● What the task asks
Start with the line containing "Where can you see the umbrella handle" and write out each line through the end of the listing, exactly as given.
** start of Records provided **
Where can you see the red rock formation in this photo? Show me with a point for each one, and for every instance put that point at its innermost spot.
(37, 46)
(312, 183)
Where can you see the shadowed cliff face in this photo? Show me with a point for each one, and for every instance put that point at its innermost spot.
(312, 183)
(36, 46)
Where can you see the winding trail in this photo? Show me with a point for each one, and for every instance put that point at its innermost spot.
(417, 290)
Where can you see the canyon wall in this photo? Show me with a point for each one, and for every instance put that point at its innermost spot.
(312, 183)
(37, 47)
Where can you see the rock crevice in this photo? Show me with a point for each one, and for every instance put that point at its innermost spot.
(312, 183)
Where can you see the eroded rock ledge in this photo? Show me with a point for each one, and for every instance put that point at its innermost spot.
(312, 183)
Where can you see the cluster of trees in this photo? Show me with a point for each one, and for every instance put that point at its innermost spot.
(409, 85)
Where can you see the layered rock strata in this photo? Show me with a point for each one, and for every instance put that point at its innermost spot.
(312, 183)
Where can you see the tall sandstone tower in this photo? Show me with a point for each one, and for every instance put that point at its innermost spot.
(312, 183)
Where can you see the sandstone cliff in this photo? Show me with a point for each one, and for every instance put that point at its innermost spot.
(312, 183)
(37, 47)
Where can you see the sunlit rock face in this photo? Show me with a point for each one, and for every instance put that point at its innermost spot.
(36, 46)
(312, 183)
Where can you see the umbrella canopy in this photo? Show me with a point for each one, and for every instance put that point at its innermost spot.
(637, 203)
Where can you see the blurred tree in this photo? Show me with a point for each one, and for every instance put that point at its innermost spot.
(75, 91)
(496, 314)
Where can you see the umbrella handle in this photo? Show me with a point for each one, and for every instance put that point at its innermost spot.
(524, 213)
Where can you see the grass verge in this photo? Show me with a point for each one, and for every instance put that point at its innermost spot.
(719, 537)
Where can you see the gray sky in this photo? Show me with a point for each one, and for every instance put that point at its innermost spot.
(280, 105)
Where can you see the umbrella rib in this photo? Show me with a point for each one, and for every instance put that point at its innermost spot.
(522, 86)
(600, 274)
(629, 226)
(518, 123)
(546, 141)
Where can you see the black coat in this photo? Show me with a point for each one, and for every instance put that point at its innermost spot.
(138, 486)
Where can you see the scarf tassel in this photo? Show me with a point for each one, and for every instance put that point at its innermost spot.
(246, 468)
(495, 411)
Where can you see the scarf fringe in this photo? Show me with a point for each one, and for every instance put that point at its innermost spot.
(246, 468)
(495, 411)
** end of Records provided **
● Answer to this exercise
Where can you see the umbrella handle in this photo? Show me with a point for each one, and for every instance put that point at its innermost spot.
(524, 213)
Where can you see the grass verge in this photo? Show me with a point for each one, and for every instance put that point at its innermost spot.
(719, 537)
Where can you see the gray sky in this photo? Show me with a point for each one, and for every instance put that point at its innermost spot.
(280, 105)
Where can you see the umbrella rib in this photo? Show me with a point for each one, and for every instance put that point at its innermost spot.
(522, 86)
(600, 274)
(629, 226)
(518, 123)
(546, 141)
Where can you see the black coat in this photo? Show me with a point for each one, and for every instance put that point at its innermost spot.
(138, 486)
Where can you see the scarf tassel in this photo? Show me with a point for each one, and for every instance put that point at its innermost spot.
(246, 468)
(495, 411)
Where can you see the scarf fringe in this photo? Show me with a point for each one, and for every instance put that point at its innermost spot.
(246, 468)
(495, 411)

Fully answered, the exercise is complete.